• Goals
[1] Reproduce the stretch of the drm.debug mailing-list thread from "On 10/21/22 05:18, Jani" through "--to=Steve on v6)".
[2] Answer these questions using the drm.debug mailing-list thread.
(a) Which parts does the follow-up to V6 exclude as "immature"?
(b) Who gave a Reviewed-by on the remaining commits of V6?
(c) What happens to debug prints when i915 is first loaded?

• Selected excerpt
□ □ □ □ □
Re: [Intel-gfx] [PATCH v7 0/9] dyndbg: drm.debug adaptation

From: Jason Baron
Date: Mon Oct 31 2022 - 20:23:12 EST




On 10/31/22 6:11 PM, jim.cromie@xxxxxxxxx wrote:
On Mon, Oct 31, 2022 at 7:07 AM Ville Syrjälä
<ville.syrjala@xxxxxxxxxxxxxxx> wrote:
On Sun, Oct 30, 2022 at 08:42:52AM -0600, jim.cromie@xxxxxxxxx wrote:
On Thu, Oct 27, 2022 at 2:10 PM Ville Syrjälä
<ville.syrjala@xxxxxxxxxxxxxxx> wrote:
On Thu, Oct 27, 2022 at 01:55:39PM -0600, jim.cromie@xxxxxxxxx wrote:
On Thu, Oct 27, 2022 at 9:59 AM Ville Syrjälä
<ville.syrjala@xxxxxxxxxxxxxxx> wrote:
On Thu, Oct 27, 2022 at 09:37:52AM -0600, jim.cromie@xxxxxxxxx wrote:
On Thu, Oct 27, 2022 at 9:08 AM Jason Baron <jbaron@xxxxxxxxxx> wrote:


On 10/21/22 05:18, Jani Nikula wrote:
On Thu, 20 Oct 2022, Ville Syrjälä <ville.syrjala@xxxxxxxxxxxxxxx> wrote:
On Sat, Sep 24, 2022 at 03:02:34PM +0200, Greg KH wrote:
On Sun, Sep 11, 2022 at 11:28:43PM -0600, Jim Cromie wrote:
hi Greg, Dan, Jason, DRM-folk,

heres follow-up to V6:
rebased on driver-core/driver-core-next for -v6 applied bits (thanks)
rework drm_debug_enabled{_raw,_instrumented,} per Dan.

It excludes:
nouveau parts (immature)
tracefs parts (I missed --to=Steve on v6)
split _ddebug_site and de-duplicate experiment (way unready)

IOW, its the remaining commits of V6 on which Dan gave his Reviewed-by.

If these are good to apply, I'll rebase and repost the rest separately.
All now queued up, thanks.
This stuff broke i915 debugs. When I first load i915 no debug prints are
produced. If I then go fiddle around in /sys/module/drm/parameters/debug
the debug prints start to suddenly work.
Wait what? I always assumed the default behaviour would stay the same,
which is usually how we roll. It's a regression in my books. We've got a
CI farm that's not very helpful in terms of dmesg logging right now
because of this.

BR,
Jani.


That doesn't sound good - so you are saying that prior to this change some
of the drm debugs were default enabled. But now you have to manually enable
them?

Thanks,

-Jason

Im just seeing this now.
Any new details ?
□ □ □ □ □
• Available data
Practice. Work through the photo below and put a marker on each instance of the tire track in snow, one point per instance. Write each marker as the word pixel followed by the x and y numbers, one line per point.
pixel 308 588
□ □ □ □ □
• Solutions to each task
[1]
On 10/21/22 05:18, Jani Nikula wrote:
On Thu, 20 Oct 2022, Ville Syrjälä <ville.syrjala@xxxxxxxxxxxxxxx> wrote:
On Sat, Sep 24, 2022 at 03:02:34PM +0200, Greg KH wrote:
On Sun, Sep 11, 2022 at 11:28:43PM -0600, Jim Cromie wrote:
hi Greg, Dan, Jason, DRM-folk,

heres follow-up to V6:
rebased on driver-core/driver-core-next for -v6 applied bits (thanks)
rework drm_debug_enabled{_raw,_instrumented,} per Dan.

It excludes:
nouveau parts (immature)
tracefs parts (I missed --to=Steve on v6)

[2]
(a) The nouveau parts.
(b) Dan.
(c) No debug prints are produced.